Task requirements: Starting from the line that contains "Task: annotate the antique", reproduce each line exactly through the end of the material, and include no other lines.
### Extracted records
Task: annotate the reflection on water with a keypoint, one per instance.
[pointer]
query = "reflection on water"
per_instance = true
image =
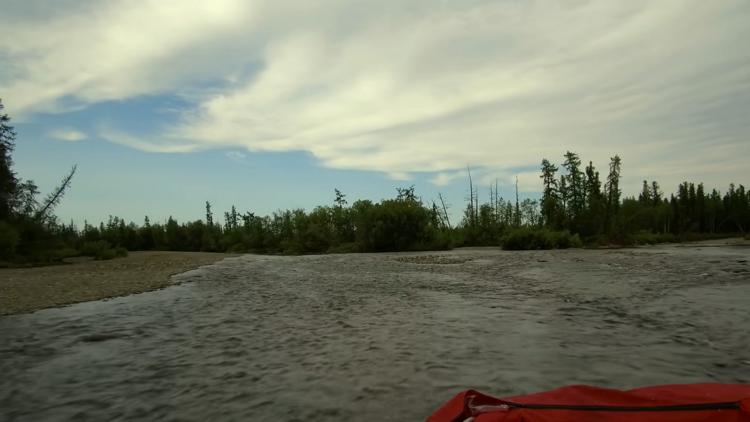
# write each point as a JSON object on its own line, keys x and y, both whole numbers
{"x": 380, "y": 337}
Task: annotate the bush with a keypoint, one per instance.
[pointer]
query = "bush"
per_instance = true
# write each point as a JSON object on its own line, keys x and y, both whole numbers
{"x": 9, "y": 239}
{"x": 526, "y": 238}
{"x": 102, "y": 250}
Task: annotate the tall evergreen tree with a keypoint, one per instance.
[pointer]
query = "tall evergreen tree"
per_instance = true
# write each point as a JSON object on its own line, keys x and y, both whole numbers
{"x": 550, "y": 194}
{"x": 8, "y": 180}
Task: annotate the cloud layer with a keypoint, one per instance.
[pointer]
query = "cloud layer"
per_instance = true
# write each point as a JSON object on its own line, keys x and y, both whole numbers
{"x": 401, "y": 88}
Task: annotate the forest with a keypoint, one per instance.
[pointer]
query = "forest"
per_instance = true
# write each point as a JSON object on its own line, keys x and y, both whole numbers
{"x": 577, "y": 207}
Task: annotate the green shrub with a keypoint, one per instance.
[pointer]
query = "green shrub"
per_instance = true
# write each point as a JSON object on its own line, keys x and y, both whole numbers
{"x": 9, "y": 239}
{"x": 526, "y": 238}
{"x": 349, "y": 247}
{"x": 102, "y": 250}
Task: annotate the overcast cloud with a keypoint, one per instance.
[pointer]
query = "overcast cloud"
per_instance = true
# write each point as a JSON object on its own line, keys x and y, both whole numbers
{"x": 403, "y": 87}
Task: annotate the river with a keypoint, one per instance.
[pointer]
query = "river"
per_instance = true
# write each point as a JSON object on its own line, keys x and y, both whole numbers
{"x": 384, "y": 337}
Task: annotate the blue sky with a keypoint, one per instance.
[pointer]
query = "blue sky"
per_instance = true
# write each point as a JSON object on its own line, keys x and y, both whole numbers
{"x": 270, "y": 105}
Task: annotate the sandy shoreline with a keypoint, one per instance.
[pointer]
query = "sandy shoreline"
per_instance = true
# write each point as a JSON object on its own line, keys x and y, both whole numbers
{"x": 30, "y": 289}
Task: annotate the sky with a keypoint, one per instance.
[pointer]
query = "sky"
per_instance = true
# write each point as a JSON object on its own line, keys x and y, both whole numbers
{"x": 166, "y": 104}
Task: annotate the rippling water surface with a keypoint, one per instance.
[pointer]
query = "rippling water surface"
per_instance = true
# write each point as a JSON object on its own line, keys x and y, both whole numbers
{"x": 381, "y": 337}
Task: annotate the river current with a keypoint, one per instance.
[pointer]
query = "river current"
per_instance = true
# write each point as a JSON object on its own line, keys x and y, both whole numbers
{"x": 381, "y": 337}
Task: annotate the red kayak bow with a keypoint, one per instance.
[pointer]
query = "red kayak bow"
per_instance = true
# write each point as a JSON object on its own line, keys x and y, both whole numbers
{"x": 581, "y": 403}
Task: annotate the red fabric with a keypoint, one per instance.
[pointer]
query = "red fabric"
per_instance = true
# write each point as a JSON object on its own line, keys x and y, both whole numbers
{"x": 470, "y": 402}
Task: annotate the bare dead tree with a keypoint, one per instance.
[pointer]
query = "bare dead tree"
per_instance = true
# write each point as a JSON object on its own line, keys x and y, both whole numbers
{"x": 53, "y": 199}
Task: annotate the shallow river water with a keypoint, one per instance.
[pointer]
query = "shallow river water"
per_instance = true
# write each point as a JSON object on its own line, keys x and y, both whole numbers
{"x": 384, "y": 337}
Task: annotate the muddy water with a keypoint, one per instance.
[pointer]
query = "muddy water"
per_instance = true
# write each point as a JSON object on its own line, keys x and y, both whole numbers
{"x": 381, "y": 337}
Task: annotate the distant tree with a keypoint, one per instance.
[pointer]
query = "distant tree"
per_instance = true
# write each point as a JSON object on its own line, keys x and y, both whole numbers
{"x": 209, "y": 215}
{"x": 54, "y": 198}
{"x": 612, "y": 191}
{"x": 576, "y": 186}
{"x": 550, "y": 193}
{"x": 8, "y": 180}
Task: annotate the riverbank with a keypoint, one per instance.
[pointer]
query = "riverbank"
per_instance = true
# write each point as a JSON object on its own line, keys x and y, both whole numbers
{"x": 30, "y": 289}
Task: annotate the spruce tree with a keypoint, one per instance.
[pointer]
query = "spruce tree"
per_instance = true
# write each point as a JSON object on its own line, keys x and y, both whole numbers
{"x": 8, "y": 180}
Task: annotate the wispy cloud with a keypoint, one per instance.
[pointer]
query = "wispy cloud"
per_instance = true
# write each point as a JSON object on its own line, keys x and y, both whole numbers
{"x": 70, "y": 135}
{"x": 236, "y": 156}
{"x": 401, "y": 89}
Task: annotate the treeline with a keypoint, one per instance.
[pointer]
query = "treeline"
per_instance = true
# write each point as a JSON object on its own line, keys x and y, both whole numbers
{"x": 399, "y": 224}
{"x": 29, "y": 231}
{"x": 577, "y": 207}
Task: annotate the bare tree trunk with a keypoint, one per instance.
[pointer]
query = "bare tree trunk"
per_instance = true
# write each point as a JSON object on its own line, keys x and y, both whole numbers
{"x": 445, "y": 211}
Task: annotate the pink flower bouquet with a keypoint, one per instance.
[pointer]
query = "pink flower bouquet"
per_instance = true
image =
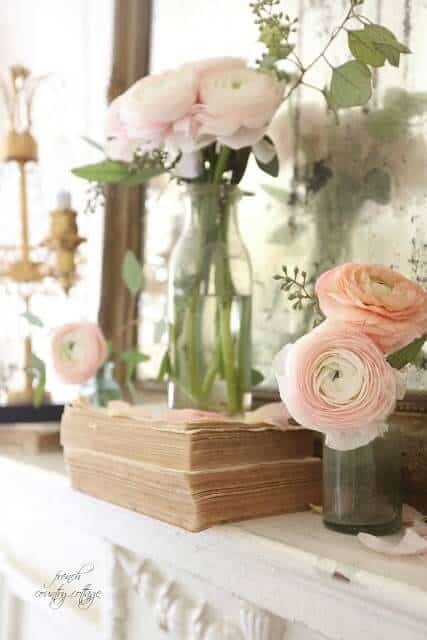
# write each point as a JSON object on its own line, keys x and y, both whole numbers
{"x": 342, "y": 378}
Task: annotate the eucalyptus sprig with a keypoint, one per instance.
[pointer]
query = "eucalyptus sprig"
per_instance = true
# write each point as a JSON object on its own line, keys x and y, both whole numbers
{"x": 300, "y": 291}
{"x": 351, "y": 82}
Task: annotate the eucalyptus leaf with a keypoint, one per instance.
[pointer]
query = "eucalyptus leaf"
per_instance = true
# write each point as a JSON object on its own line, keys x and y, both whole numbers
{"x": 408, "y": 354}
{"x": 391, "y": 53}
{"x": 351, "y": 85}
{"x": 132, "y": 273}
{"x": 381, "y": 35}
{"x": 132, "y": 358}
{"x": 364, "y": 49}
{"x": 237, "y": 163}
{"x": 31, "y": 318}
{"x": 113, "y": 172}
{"x": 38, "y": 373}
{"x": 94, "y": 143}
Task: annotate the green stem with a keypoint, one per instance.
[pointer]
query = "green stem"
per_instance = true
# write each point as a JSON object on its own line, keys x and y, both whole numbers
{"x": 228, "y": 356}
{"x": 211, "y": 373}
{"x": 192, "y": 344}
{"x": 221, "y": 165}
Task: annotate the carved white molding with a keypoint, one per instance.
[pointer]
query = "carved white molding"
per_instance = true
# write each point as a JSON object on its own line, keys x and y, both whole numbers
{"x": 115, "y": 598}
{"x": 183, "y": 618}
{"x": 260, "y": 625}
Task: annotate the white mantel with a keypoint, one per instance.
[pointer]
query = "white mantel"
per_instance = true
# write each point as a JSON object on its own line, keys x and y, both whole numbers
{"x": 283, "y": 577}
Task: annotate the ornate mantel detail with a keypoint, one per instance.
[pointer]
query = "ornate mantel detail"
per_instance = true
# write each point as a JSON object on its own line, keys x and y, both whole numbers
{"x": 183, "y": 618}
{"x": 115, "y": 611}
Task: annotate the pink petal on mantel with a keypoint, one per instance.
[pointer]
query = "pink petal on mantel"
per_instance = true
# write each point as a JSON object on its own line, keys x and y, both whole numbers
{"x": 410, "y": 515}
{"x": 412, "y": 544}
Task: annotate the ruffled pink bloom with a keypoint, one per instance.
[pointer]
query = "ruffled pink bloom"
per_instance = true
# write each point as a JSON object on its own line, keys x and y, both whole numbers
{"x": 78, "y": 351}
{"x": 382, "y": 303}
{"x": 337, "y": 381}
{"x": 237, "y": 105}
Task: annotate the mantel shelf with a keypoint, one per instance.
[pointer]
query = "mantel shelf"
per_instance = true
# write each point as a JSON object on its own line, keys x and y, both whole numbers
{"x": 290, "y": 565}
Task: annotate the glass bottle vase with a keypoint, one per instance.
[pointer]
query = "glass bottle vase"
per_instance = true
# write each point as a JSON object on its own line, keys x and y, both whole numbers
{"x": 362, "y": 487}
{"x": 210, "y": 306}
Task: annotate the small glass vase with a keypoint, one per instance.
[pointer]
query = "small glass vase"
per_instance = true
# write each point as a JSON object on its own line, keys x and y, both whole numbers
{"x": 210, "y": 306}
{"x": 362, "y": 487}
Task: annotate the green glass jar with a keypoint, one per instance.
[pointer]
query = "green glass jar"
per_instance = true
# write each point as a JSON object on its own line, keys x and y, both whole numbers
{"x": 362, "y": 487}
{"x": 210, "y": 305}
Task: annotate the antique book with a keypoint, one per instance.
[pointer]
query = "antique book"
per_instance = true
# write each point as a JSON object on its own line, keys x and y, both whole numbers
{"x": 192, "y": 475}
{"x": 181, "y": 445}
{"x": 31, "y": 438}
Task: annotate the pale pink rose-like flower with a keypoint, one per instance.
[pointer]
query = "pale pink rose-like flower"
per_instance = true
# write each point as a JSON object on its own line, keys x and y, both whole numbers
{"x": 78, "y": 351}
{"x": 337, "y": 381}
{"x": 237, "y": 105}
{"x": 154, "y": 103}
{"x": 382, "y": 303}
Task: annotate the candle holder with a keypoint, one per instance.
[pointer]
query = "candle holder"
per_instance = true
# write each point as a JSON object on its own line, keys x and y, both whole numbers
{"x": 29, "y": 266}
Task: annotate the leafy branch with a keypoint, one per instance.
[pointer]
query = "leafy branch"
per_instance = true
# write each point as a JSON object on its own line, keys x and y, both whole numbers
{"x": 300, "y": 291}
{"x": 351, "y": 82}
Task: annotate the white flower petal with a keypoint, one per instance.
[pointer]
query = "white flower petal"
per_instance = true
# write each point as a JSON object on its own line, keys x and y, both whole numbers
{"x": 264, "y": 151}
{"x": 190, "y": 165}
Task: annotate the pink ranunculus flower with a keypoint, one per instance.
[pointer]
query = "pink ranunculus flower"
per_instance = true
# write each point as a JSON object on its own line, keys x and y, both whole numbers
{"x": 336, "y": 380}
{"x": 78, "y": 351}
{"x": 153, "y": 104}
{"x": 237, "y": 105}
{"x": 382, "y": 303}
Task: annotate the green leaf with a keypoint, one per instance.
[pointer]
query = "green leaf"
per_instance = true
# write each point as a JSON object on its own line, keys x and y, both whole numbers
######
Answer in full:
Task: annotate the antique book with a keypoint, one per instance.
[pointer]
query = "antique book"
per_instance = true
# write each point as a JSON object on its own line, keys x and y, both whole numbers
{"x": 192, "y": 475}
{"x": 181, "y": 445}
{"x": 31, "y": 438}
Task: annotate the pale pink rose-like flower with a keypoint, one per instance.
[pointer]
query = "pale pink rose-like flower"
per_instance = true
# write each point as a JSON object on its own line, keys x and y, both whole numbers
{"x": 78, "y": 351}
{"x": 337, "y": 381}
{"x": 237, "y": 105}
{"x": 154, "y": 103}
{"x": 382, "y": 303}
Task: annotate the candle holder with a keypoint, one per instance.
[pointer]
query = "candle holder"
per_instance = true
# write each point as a JSON object on its own line, keys x and y, both whole numbers
{"x": 29, "y": 266}
Task: annotate the leafy branch with a keypoint, one per instance.
[pointer]
query = "leafy branch"
per_instance = true
# write each point as a JSON object on its own line, keys x and y, both whole numbers
{"x": 300, "y": 291}
{"x": 351, "y": 82}
Task: annotate the white flower petal with a keypoint, one per instance.
[pointer]
query = "white flower petal"
per_instance = true
# write each point as a JSON object on its own line, keys x and y, both whole numbers
{"x": 264, "y": 151}
{"x": 190, "y": 165}
Task: annotate the pink ranunculus flower with a keypoint, one per instance.
[pointer]
query = "pink ranunculus flower"
per_instance = true
# write each point as a JSON object on its own line, keys x and y, both whole numbers
{"x": 336, "y": 380}
{"x": 78, "y": 351}
{"x": 153, "y": 104}
{"x": 237, "y": 105}
{"x": 382, "y": 303}
Task: annotate the green leaf with a keypoint, one per instance.
[pointer]
query = "green leaf"
per_instance = true
# write each point as a JSON object on its own line, keys x and y, both whole numbers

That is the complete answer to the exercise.